INPUT START
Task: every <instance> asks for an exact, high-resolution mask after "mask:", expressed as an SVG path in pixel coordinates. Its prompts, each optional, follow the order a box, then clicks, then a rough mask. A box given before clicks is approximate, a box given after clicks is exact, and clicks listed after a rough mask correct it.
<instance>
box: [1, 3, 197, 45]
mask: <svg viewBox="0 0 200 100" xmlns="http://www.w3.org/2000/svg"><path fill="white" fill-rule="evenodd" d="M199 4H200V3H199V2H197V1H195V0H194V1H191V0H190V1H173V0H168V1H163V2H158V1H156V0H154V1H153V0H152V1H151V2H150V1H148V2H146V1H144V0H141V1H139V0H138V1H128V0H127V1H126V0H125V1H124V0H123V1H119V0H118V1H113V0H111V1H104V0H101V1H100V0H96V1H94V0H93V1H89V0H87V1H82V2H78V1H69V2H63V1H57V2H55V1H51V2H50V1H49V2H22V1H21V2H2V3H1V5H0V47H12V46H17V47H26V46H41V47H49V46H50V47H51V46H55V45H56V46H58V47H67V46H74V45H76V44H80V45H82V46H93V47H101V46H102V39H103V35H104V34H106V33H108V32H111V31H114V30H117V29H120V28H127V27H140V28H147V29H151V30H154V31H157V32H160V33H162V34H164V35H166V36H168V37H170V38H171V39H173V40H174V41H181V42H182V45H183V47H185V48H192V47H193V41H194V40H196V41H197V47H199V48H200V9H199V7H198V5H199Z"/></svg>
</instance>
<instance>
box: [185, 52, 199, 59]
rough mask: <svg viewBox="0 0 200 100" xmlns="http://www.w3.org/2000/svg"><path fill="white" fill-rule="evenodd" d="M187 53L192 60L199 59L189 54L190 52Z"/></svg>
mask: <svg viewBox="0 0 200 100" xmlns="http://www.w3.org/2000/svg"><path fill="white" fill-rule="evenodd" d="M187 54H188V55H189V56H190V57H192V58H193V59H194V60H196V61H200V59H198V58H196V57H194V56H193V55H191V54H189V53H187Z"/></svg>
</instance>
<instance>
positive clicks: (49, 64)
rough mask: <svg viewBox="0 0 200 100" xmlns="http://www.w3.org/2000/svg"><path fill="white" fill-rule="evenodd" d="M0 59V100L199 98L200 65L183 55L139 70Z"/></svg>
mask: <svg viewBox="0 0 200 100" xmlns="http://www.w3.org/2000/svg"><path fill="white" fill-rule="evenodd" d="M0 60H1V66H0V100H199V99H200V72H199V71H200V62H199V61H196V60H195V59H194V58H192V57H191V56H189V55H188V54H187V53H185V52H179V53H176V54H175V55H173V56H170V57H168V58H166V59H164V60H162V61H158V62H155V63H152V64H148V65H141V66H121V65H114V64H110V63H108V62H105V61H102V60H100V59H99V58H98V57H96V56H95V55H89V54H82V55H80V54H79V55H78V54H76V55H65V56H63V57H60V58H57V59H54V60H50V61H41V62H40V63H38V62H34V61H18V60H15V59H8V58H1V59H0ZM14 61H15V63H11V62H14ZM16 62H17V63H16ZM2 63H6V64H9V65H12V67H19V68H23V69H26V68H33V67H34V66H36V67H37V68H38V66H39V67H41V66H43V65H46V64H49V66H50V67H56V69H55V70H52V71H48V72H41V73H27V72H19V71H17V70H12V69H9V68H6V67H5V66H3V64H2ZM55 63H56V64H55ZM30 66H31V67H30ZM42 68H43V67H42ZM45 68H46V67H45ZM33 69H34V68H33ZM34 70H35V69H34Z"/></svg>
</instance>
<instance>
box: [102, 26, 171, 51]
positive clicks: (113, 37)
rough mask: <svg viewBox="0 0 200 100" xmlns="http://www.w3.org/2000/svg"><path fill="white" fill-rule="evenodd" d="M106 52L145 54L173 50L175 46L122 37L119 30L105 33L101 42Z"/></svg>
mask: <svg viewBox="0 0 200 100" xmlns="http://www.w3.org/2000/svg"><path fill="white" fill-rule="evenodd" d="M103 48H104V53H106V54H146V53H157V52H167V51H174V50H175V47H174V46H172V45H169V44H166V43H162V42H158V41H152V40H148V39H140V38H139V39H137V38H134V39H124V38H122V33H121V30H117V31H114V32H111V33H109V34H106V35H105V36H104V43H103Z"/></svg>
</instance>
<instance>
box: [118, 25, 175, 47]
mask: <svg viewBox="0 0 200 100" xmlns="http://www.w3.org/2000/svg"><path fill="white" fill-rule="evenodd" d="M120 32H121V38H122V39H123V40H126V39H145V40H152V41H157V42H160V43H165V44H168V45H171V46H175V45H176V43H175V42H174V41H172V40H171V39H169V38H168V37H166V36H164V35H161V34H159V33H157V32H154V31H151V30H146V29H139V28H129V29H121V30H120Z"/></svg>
INPUT END
## ACTIVITY
Go through the data and copy every line that includes "positive".

## ANSWER BELOW
positive clicks: (49, 64)
positive clicks: (113, 37)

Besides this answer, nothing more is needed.